→ EXERCISE GOAL:
Please return every line in the following data that includes the string "each".
[[ RECORDS TO USE open ]]
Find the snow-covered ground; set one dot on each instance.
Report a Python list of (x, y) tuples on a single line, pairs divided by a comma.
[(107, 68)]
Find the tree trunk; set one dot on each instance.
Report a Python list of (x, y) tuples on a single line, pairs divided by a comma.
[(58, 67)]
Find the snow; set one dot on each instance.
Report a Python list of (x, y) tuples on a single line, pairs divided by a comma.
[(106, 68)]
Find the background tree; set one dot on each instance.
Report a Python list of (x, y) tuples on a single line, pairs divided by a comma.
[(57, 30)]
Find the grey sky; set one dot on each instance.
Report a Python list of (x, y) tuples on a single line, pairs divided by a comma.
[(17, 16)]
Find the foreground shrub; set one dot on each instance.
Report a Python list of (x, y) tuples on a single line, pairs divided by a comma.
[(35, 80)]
[[ RECORDS TO USE closed ]]
[[ RECORDS TO USE open ]]
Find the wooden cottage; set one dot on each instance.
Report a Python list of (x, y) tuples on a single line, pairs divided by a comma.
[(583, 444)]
[[ RECORDS TO USE closed ]]
→ ANSWER AREA:
Find the snow-covered ground; set one dot on each instance.
Find the tree trunk; set one dot on each instance.
Find the snow; set one dot on each instance.
Find the background tree; set one dot on each instance.
Find the grey sky; set one dot on each instance.
Find the foreground shrub; set one dot on each instance.
Find the wooden cottage; set one dot on each instance.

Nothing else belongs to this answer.